**Text provided:**
==========
We had just ordered a slew of appetizers at Petra, a new Jordanian restaurant in Beverly Hills, when someone turned up the lights and the music. This was the signal for a deliciously plump blond with cornflower blue eyes to whirl out into the room, shaking her shoulders, her hips and her rounded belly to the accompaniment of her finger cymbals. I could only imagine what the scene looked like from all those pumped-up four-wheel drives cruising down South Beverly Drive. The restaurant was half empty on this sedate Monday night, tables covered with starched white tablecloths, napkins folded into upright forms, and wine glasses. At the back was a large photo mural of the fabled archeological site that gives the restaurant its name. And twirling her way between the tables was the energetic belly dancer, who offered to give us a lesson if we liked.

This set finished, she retreated, changed into street clothes and sat talking with one of the owners, while we scooped rich yogurt with mint, smoky baba ghanouj and hummus into warm pita bread.
==========
(Stored data entries)

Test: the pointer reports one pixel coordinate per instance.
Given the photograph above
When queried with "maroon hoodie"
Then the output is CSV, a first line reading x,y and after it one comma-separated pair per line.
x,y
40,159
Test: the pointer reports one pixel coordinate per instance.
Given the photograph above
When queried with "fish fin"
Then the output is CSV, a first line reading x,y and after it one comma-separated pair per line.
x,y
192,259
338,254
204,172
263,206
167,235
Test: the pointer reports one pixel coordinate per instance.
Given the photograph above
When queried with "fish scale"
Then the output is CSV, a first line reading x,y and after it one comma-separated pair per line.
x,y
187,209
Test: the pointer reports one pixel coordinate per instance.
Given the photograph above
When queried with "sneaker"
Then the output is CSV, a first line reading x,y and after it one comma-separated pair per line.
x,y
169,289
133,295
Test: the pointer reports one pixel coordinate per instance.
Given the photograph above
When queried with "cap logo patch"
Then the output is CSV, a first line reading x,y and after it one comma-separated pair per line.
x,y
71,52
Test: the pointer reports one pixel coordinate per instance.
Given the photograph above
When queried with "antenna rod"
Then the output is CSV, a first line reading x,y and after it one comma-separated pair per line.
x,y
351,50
==========
**Description of the task:** Please retype the part of the Petra restaurant review from "We had just" up to and including "if we liked.".

**Written response:**
We had just ordered a slew of appetizers at Petra, a new Jordanian restaurant in Beverly Hills, when someone turned up the lights and the music. This was the signal for a deliciously plump blond with cornflower blue eyes to whirl out into the room, shaking her shoulders, her hips and her rounded belly to the accompaniment of her finger cymbals. I could only imagine what the scene looked like from all those pumped-up four-wheel drives cruising down South Beverly Drive. The restaurant was half empty on this sedate Monday night, tables covered with starched white tablecloths, napkins folded into upright forms, and wine glasses. At the back was a large photo mural of the fabled archeological site that gives the restaurant its name. And twirling her way between the tables was the energetic belly dancer, who offered to give us a lesson if we liked.